Tarea de trabajo 1: Según el texto sobre la recogida de manzanas en Lérida, ¿cómo llegó quien lo narra a entablar contacto con la rica idiosincrasia española? Explícalo en una o dos frases, por favor.
Tarea de trabajo 2: Repite sin cambios el fragmento del texto sobre la recogida de manzanas en Lérida. Empieza en las palabras que contienen "En los ochenta, además" y detente después de "pomar de pueblo.".
Tarea de trabajo 3: Retoma el texto sobre la recogida de manzanas en Lérida y continúalo a partir de su última frase.

Texto dado:
☆ ☆ ☆ ☆ ☆ ☆ ☆

En los ochenta, además de ir a la vendimia francesa, el Erasmus de mi generación, recolecté manzanas en Lérida, donde entablé contacto con la rica idiosincrasia española a fuerza de compartir trabajo sumergido con muchos andaluces, con algunos catalanes, con un asturiano, heroinómano y tierno, y con un madrileño de Vallecas con familia en Tudela. También con unas cuantas mozas de Guipúzcoa, una de las cuales, la más dulce, me contó que había participado en el apaleamiento de un maltratador reincidente. No quiero ni pensar lo que había hecho la hembra alfa del grupo, con su hablar brusco, su mirada frontal y su ademán decidido. Las vascas parecían, pues, vascas, pero el único euskaldún de la colla, que nos doblaba la edad, parecía un inglés de Basauri, un lord con chapela, un hombre elegante en un pomar de pueblo.

☆ ☆ ☆ ☆ ☆ ☆ ☆

Datos proporcionados:
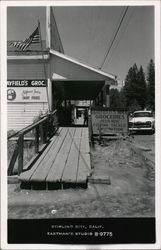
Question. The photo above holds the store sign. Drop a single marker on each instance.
(26, 91)
(109, 121)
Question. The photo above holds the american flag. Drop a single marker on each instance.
(23, 45)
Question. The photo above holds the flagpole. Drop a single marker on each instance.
(44, 65)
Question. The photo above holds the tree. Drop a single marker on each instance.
(135, 88)
(130, 85)
(151, 85)
(114, 99)
(141, 88)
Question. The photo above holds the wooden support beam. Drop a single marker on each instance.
(37, 140)
(13, 160)
(20, 153)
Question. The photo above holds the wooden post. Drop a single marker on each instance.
(37, 140)
(20, 153)
(90, 129)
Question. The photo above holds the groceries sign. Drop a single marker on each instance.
(26, 91)
(109, 122)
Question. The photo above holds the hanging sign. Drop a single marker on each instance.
(27, 83)
(26, 91)
(108, 122)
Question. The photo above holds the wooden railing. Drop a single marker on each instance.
(44, 129)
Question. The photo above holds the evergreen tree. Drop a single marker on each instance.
(151, 85)
(114, 99)
(130, 85)
(141, 88)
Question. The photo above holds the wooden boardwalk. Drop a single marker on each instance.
(65, 163)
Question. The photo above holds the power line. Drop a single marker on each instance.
(107, 53)
(121, 36)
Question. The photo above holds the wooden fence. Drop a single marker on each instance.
(43, 130)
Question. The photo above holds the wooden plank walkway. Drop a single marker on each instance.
(65, 163)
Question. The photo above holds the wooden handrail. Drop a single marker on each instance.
(33, 125)
(43, 129)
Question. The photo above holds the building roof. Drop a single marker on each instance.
(67, 58)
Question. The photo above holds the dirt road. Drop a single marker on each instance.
(130, 194)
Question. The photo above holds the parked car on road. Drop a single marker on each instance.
(142, 120)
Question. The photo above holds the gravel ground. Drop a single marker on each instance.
(131, 193)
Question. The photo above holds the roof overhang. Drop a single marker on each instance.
(79, 90)
(83, 65)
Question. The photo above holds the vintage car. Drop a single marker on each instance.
(142, 121)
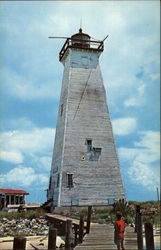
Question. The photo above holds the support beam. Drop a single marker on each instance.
(68, 240)
(149, 236)
(52, 238)
(19, 243)
(89, 219)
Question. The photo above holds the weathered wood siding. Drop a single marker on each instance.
(85, 116)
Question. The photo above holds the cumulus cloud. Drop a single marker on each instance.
(11, 156)
(36, 143)
(24, 176)
(22, 87)
(142, 161)
(124, 126)
(137, 99)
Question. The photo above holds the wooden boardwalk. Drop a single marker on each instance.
(101, 238)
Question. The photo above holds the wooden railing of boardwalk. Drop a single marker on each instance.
(101, 237)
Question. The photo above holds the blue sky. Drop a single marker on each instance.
(31, 77)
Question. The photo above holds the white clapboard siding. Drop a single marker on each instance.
(84, 116)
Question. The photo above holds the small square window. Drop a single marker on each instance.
(89, 144)
(69, 180)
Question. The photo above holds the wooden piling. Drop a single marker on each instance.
(149, 236)
(137, 211)
(19, 243)
(52, 238)
(81, 229)
(76, 235)
(89, 219)
(68, 240)
(139, 232)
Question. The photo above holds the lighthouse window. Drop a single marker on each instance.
(69, 180)
(95, 154)
(89, 144)
(61, 110)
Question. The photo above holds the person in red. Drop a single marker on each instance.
(119, 231)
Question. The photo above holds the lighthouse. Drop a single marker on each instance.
(85, 168)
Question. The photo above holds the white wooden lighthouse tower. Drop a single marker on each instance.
(85, 168)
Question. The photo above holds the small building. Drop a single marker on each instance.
(9, 197)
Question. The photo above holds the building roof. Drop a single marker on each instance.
(13, 191)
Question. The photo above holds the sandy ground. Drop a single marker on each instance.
(41, 242)
(32, 243)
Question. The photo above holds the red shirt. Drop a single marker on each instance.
(120, 228)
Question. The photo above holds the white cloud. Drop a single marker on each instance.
(35, 146)
(24, 176)
(124, 126)
(24, 88)
(131, 102)
(28, 141)
(142, 161)
(138, 99)
(142, 174)
(11, 156)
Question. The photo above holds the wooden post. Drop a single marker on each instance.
(19, 243)
(68, 240)
(81, 229)
(149, 237)
(52, 238)
(137, 211)
(76, 235)
(89, 219)
(139, 232)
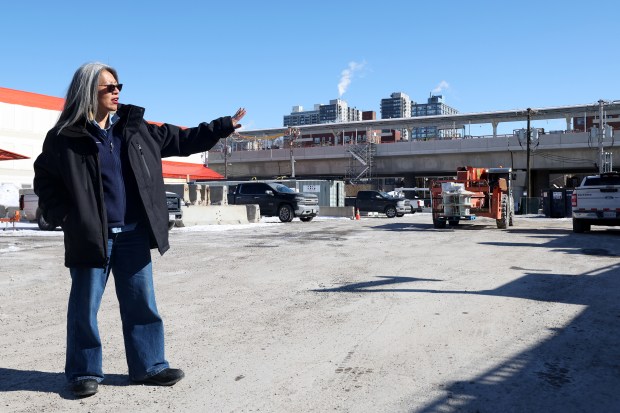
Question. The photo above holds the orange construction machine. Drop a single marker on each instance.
(484, 192)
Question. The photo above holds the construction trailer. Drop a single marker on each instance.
(476, 192)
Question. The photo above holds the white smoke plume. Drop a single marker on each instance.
(347, 75)
(443, 85)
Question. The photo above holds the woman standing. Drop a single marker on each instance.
(99, 176)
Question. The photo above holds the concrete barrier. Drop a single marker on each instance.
(217, 214)
(348, 212)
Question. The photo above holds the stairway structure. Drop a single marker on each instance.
(361, 162)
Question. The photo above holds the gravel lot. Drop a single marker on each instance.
(376, 315)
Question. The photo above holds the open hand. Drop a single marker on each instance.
(237, 117)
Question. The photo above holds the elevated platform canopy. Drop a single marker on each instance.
(11, 156)
(189, 171)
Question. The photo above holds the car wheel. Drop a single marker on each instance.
(285, 213)
(579, 226)
(439, 223)
(42, 223)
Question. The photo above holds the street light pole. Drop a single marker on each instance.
(226, 158)
(601, 136)
(529, 179)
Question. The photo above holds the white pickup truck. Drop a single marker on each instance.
(596, 201)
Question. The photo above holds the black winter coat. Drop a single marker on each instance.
(68, 179)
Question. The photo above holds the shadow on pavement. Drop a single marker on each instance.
(576, 369)
(47, 382)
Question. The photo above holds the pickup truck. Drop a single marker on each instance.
(275, 199)
(30, 211)
(596, 201)
(379, 201)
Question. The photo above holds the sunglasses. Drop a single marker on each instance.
(110, 88)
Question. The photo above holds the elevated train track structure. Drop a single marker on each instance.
(562, 152)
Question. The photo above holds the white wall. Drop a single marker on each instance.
(22, 130)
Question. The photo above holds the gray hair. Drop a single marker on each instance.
(81, 101)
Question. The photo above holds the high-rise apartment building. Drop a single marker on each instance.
(434, 106)
(398, 105)
(336, 111)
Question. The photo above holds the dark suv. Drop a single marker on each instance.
(275, 199)
(174, 209)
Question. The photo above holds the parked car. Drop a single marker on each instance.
(379, 201)
(275, 199)
(596, 201)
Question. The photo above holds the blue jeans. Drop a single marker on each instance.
(143, 329)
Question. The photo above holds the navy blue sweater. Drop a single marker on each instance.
(120, 191)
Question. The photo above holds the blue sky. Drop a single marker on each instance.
(191, 61)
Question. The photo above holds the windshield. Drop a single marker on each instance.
(602, 180)
(282, 188)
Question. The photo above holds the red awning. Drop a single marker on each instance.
(11, 156)
(196, 172)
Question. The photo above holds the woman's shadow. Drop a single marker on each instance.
(47, 382)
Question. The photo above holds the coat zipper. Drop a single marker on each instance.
(148, 172)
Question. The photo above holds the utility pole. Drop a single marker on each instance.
(294, 134)
(601, 136)
(529, 179)
(226, 158)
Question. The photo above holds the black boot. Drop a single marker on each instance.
(166, 377)
(84, 388)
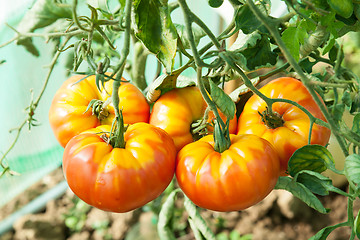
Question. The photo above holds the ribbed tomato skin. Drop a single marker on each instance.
(177, 109)
(233, 180)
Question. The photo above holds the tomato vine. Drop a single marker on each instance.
(265, 47)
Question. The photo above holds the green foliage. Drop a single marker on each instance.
(247, 21)
(294, 43)
(293, 37)
(311, 157)
(222, 101)
(352, 168)
(76, 217)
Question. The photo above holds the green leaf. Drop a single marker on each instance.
(247, 21)
(198, 33)
(259, 55)
(222, 100)
(165, 218)
(236, 94)
(307, 65)
(311, 157)
(357, 225)
(215, 3)
(346, 98)
(156, 30)
(42, 14)
(337, 111)
(318, 183)
(344, 8)
(198, 221)
(293, 37)
(323, 233)
(352, 168)
(301, 192)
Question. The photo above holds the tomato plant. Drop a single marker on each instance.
(70, 115)
(178, 110)
(119, 179)
(286, 127)
(295, 117)
(233, 180)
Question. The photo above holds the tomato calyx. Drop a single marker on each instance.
(199, 129)
(221, 136)
(98, 108)
(271, 119)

☆ ☆ ☆ ☆ ☆ ☆ ☆

Respuesta 1: Lo logró a fuerza de compartir trabajo sumergido en la recogida de manzanas en Lérida con gente de muchas procedencias. Entre ellos había muchos andaluces, algunos catalanes, un asturiano, un madrileño de Vallecas con familia en Tudela y unas cuantas mozas de Guipúzcoa.

Respuesta 2:
En los ochenta, además de ir a la vendimia francesa, el Erasmus de mi generación, recolecté manzanas en Lérida, donde entablé contacto con la rica idiosincrasia española a fuerza de compartir trabajo sumergido con muchos andaluces, con algunos catalanes, con un asturiano, heroinómano y tierno, y con un madrileño de Vallecas con familia en Tudela. También con unas cuantas mozas de Guipúzcoa, una de las cuales, la más dulce, me contó que había participado en el apaleamiento de un maltratador reincidente. No quiero ni pensar lo que había hecho la hembra alfa del grupo, con su hablar brusco, su mirada frontal y su ademán decidido. Las vascas parecían, pues, vascas, pero el único euskaldún de la colla, que nos doblaba la edad, parecía un inglés de Basauri, un lord con chapela, un hombre elegante en un pomar de pueblo.

Respuesta 3:
Era flaco, de nariz suave, charla pausada y una alegría tranquila, una alegría como de mil euros al décimo, como de pedrea. Tenía la piel color pesadilla, color Juego de Tronos. Me aclaró que el tono verdoso se lo debía a la leucemia, pero, tal y como lo contaba, sin darle importancia, parecía que se lo debía a un flato mal curado. Jornalero trashumante, cuando se sentía débil acudía al hospital público de referencia que le pillara más a mano para pedir una ronda de transfusiones. No era como si pidiera un bote de Okal, pero lo cierto es que, por entonces, en los hospitales, como en las iglesias, la atención no se vinculaba a la procedencia del paciente, sino a la gravedad de su patología. De manera que si el buen bilbaíno falleció poco después en el tajo no fue por falta de cuidados en Cataluña, cuyo sistema de salud hizo cuanto pudo para mantener intacto el censo de las Vascongadas.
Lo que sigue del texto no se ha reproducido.